◆ PROBLEM DETAILS: List every line in the rows below that contains the word "backpack". Case counts.

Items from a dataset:
——

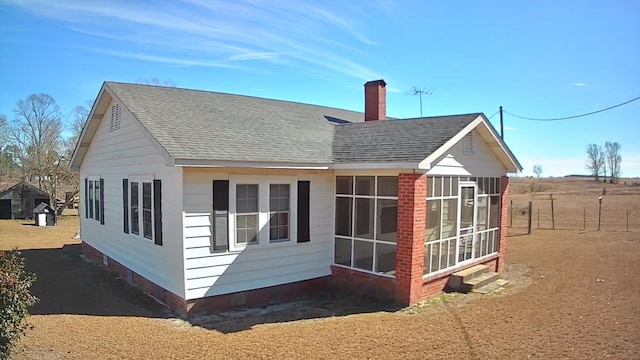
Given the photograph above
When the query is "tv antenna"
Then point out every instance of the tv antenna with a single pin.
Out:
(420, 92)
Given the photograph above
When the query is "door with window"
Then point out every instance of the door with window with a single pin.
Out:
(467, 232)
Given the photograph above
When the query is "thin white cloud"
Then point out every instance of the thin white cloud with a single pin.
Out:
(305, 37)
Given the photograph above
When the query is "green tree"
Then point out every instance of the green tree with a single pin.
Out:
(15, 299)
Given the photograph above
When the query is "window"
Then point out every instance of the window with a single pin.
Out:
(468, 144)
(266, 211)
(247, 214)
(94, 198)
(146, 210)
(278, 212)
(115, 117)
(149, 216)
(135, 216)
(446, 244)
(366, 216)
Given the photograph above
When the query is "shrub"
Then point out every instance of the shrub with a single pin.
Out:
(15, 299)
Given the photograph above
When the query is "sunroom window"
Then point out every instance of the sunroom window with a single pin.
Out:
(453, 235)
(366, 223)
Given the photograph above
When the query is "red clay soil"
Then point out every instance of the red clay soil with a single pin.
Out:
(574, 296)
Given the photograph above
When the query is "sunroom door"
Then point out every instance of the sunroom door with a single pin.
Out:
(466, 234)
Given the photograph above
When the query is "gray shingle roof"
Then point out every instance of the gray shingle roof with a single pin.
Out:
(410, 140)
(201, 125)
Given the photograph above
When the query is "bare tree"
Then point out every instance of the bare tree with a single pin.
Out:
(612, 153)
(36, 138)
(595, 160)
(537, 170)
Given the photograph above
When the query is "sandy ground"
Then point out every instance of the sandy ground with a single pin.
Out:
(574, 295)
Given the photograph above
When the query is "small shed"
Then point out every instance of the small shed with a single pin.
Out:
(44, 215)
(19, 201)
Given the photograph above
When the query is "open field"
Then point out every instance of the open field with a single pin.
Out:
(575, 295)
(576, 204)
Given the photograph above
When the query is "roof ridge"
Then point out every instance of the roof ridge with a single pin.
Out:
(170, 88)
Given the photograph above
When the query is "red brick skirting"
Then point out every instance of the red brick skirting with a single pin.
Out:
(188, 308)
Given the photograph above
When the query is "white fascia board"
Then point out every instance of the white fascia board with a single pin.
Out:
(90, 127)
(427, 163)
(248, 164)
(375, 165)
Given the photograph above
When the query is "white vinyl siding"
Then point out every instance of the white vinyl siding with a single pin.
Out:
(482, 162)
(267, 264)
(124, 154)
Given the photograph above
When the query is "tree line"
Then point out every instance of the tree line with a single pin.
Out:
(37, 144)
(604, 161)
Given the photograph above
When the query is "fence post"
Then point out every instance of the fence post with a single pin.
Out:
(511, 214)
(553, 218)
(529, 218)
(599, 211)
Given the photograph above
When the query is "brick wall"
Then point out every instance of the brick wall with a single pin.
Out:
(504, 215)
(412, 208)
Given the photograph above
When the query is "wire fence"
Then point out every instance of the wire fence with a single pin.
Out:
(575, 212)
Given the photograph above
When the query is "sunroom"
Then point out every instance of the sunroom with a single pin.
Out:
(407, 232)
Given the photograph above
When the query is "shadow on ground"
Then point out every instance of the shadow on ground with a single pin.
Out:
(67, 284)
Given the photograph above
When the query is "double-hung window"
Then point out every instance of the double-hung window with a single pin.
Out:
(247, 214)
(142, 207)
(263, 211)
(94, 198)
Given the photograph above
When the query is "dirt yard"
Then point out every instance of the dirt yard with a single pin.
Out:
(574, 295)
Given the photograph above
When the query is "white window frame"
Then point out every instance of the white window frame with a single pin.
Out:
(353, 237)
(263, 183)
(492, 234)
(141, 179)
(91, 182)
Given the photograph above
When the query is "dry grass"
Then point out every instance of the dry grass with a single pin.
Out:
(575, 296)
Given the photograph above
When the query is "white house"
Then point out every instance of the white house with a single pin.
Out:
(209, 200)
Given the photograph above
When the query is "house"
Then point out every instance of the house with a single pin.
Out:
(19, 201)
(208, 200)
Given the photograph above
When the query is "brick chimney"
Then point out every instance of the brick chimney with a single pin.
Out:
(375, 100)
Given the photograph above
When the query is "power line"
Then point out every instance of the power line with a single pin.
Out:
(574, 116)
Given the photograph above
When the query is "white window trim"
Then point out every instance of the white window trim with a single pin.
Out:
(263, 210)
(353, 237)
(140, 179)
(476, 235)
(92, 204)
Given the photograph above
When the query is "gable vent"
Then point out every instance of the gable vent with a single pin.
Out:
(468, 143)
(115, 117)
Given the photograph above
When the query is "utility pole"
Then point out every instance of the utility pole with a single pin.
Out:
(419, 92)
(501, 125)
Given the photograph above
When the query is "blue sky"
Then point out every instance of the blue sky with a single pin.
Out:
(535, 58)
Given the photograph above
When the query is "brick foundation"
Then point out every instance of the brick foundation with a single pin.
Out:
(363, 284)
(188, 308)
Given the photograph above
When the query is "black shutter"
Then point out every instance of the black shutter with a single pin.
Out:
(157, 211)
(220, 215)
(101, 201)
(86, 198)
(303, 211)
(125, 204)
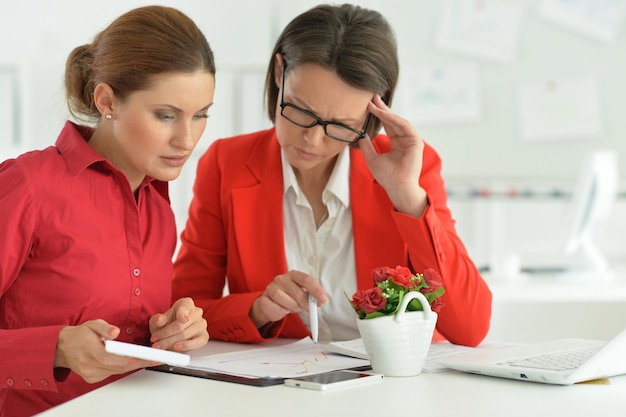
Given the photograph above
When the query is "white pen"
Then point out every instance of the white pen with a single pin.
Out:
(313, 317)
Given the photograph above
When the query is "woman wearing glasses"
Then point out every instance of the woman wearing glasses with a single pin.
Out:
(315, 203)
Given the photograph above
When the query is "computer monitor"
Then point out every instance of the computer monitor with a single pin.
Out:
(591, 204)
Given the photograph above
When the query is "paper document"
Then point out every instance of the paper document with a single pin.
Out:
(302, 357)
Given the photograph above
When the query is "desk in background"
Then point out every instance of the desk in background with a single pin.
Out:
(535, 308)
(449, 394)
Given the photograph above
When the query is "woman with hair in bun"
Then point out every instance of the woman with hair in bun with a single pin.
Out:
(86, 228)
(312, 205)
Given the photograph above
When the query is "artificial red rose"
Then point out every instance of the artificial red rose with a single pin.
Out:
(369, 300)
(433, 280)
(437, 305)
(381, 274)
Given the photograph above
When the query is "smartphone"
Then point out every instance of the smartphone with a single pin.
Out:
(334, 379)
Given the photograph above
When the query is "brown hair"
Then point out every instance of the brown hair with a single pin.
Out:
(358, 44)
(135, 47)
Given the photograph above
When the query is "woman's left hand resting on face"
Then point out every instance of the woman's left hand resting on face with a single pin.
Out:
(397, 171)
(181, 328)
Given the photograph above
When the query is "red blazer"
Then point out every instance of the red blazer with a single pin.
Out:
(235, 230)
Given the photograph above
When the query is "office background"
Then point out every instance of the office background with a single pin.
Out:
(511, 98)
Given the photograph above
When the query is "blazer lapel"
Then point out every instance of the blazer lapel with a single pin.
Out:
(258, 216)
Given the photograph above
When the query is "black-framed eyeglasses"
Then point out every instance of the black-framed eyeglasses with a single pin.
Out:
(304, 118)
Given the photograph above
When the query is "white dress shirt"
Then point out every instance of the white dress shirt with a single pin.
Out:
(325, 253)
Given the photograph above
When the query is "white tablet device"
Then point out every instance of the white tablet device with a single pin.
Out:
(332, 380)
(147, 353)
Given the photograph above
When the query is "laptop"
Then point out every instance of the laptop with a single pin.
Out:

——

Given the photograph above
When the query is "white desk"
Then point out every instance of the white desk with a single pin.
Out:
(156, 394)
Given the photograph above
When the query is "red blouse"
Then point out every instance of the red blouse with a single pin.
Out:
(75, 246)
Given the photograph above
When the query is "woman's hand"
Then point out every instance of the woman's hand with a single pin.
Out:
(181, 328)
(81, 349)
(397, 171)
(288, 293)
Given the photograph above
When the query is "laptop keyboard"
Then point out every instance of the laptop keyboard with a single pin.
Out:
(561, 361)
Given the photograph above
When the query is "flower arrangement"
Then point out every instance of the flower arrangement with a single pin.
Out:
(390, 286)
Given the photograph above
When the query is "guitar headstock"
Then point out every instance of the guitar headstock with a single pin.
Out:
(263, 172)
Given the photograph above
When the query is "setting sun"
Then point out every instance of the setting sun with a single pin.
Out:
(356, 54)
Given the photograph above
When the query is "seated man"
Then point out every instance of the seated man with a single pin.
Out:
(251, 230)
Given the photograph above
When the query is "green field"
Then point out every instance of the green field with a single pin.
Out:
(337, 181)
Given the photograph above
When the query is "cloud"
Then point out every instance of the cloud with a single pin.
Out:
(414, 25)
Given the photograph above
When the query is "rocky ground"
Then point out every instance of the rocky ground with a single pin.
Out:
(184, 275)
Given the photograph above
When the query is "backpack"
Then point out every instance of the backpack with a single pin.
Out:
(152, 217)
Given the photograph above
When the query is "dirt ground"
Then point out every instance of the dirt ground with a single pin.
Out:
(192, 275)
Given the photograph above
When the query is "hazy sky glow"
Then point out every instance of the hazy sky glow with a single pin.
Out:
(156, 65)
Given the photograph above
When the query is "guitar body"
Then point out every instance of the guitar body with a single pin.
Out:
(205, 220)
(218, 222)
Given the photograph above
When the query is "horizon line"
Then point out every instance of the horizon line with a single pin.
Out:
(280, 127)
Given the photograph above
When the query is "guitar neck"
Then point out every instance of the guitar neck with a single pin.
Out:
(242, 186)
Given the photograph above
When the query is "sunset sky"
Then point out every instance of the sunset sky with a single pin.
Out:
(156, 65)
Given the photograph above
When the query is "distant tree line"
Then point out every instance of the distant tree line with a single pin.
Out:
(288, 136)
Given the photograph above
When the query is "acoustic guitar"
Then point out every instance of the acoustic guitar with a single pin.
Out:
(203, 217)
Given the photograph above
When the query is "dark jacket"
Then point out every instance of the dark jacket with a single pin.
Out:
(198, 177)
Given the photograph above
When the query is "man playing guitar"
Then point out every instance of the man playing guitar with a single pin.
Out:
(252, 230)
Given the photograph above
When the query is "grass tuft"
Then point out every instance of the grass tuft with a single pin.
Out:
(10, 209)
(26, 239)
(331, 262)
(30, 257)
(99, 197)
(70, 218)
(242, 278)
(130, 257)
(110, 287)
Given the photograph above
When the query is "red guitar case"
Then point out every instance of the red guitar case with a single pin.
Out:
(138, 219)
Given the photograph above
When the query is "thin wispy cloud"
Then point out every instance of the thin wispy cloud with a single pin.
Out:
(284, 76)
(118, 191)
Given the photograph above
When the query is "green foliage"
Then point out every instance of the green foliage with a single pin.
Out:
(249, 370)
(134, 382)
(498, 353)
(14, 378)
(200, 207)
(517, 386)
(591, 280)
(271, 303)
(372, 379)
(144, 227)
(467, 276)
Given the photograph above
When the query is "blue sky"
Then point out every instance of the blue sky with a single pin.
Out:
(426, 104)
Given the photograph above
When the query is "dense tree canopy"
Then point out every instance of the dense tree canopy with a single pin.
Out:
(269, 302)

——

◆ SOLVED PROBLEM:
When the query is "backpack"
Then point out every instance of the backpack with a single pin.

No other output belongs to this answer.